Extrait choisi

* * *

Dossier : Conspirationnisme

Conspirationnisme en brèves

L’art de gouverner par le mensonge

Dans Dialogue aux enfers entre Machiavel et Montesquieu (1864), pamphlet devenu fameux car il fut secrètement plagié pour la fabrication du faux antisémite Les Protocoles des sages de Sion, Maurice Joly, opposant à Napoléon III, met dans la bouche de son Machiavel cette vision qui nous semble désormais familière  : « Dans toutes les branches du gouvernement il y aura des hommes de rien, ou de très peu de conséquence, qui seront de véritables Machiavels au petit pied qui ruseront, qui dissimuleront, qui mentiront avec un imperturbable sang-froid ; la vérité ne pourra se faire jour nulle part. » C’est donc ça qu’on leur apprend à l’ENA ?

Encore un coup des (poupées) russes !

Par Pirikk.

« La faute aux banquiers juifs »

* * *

Consigne 1
Dans l'extrait choisi, que trouve-t-on ?
(a) Quel est le thème du dossier ?
(b) En quelle année paraît Dialogue aux enfers entre Machiavel et Montesquieu ?
(c) À qui Maurice Joly s'opposait-il ?
Consigne 2
Restituez à l'identique tout ce qui va de « Dossier : Conspirationnisme » jusqu'à « des (poupées) russes ! » dans l'extrait choisi.
Ces enregistrements ne jouent aucun rôle ici.

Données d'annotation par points

* * *

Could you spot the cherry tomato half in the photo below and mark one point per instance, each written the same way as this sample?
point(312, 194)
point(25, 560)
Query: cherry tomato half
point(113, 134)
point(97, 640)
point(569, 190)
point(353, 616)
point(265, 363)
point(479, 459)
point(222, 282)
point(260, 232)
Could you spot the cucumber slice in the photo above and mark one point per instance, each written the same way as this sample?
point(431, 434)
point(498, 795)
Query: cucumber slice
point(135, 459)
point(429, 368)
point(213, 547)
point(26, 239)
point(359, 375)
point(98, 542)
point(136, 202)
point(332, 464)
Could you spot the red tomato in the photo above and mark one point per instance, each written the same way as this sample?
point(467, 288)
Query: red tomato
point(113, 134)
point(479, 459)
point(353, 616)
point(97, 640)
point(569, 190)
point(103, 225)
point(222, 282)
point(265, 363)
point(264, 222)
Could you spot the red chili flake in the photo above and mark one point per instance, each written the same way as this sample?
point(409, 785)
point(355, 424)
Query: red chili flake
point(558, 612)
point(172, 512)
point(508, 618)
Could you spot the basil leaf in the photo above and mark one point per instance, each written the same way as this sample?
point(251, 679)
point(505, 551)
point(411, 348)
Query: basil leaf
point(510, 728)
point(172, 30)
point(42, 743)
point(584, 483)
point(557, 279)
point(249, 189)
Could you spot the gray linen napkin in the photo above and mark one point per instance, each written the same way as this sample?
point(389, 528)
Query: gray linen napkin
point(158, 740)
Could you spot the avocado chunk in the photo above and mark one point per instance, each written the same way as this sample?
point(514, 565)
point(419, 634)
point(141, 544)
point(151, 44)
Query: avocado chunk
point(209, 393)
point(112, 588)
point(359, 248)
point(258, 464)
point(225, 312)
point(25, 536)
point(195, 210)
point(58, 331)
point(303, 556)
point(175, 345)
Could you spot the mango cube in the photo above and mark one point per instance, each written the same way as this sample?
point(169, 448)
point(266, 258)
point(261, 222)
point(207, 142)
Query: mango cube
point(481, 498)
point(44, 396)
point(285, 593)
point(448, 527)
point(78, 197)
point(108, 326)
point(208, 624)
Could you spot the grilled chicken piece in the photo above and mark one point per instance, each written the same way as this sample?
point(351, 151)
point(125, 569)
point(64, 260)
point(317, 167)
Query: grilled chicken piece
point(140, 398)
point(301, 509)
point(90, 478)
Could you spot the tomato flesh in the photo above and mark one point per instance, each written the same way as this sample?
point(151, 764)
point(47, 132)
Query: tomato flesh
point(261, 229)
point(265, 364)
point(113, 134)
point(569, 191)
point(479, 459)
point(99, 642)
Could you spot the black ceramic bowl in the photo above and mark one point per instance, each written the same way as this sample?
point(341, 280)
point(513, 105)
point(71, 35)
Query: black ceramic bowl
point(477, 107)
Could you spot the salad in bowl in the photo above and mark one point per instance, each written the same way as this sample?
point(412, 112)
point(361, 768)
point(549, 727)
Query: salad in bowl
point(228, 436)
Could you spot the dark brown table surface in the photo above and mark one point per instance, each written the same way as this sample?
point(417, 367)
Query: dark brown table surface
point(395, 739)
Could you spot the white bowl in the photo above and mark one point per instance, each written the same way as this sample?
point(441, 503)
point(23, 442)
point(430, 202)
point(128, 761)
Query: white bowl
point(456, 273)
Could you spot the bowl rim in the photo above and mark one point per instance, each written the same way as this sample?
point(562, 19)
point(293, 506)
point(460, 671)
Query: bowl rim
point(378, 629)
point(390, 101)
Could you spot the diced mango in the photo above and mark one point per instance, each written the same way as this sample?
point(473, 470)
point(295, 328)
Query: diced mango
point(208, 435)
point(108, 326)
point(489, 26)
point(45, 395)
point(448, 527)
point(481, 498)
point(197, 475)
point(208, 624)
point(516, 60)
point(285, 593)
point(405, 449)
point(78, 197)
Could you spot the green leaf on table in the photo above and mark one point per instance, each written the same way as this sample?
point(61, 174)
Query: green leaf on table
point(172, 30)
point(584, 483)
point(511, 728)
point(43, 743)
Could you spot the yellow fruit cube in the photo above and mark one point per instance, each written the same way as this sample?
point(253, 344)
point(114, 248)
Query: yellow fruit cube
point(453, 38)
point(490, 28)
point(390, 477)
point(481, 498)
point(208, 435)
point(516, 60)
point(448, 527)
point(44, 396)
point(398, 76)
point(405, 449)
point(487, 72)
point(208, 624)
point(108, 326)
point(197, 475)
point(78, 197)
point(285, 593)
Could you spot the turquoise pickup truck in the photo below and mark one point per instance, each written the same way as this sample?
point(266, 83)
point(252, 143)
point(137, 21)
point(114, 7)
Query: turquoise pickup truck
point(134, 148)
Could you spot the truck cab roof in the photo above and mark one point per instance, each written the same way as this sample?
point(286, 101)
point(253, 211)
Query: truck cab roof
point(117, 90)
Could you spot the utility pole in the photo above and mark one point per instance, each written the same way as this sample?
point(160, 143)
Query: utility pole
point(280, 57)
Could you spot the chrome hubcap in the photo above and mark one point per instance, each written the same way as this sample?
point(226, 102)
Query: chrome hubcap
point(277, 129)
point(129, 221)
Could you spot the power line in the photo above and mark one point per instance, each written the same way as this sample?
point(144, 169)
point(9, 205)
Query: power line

* * *

Réponse complète 1
(a) Le conspirationnisme.
(b) En 1864.
(c) À Napoléon III.

Réponse complète 2
Dossier : Conspirationnisme

Conspirationnisme en brèves

L’art de gouverner par le mensonge

Dans Dialogue aux enfers entre Machiavel et Montesquieu (1864), pamphlet devenu fameux car il fut secrètement plagié pour la fabrication du faux antisémite Les Protocoles des sages de Sion, Maurice Joly, opposant à Napoléon III, met dans la bouche de son Machiavel cette vision qui nous semble désormais familière  : « Dans toutes les branches du gouvernement il y aura des hommes de rien, ou de très peu de conséquence, qui seront de véritables Machiavels au petit pied qui ruseront, qui dissimuleront, qui mentiront avec un imperturbable sang-froid ; la vérité ne pourra se faire jour nulle part. » C’est donc ça qu’on leur apprend à l’ENA ?

Encore un coup des (poupées) russes !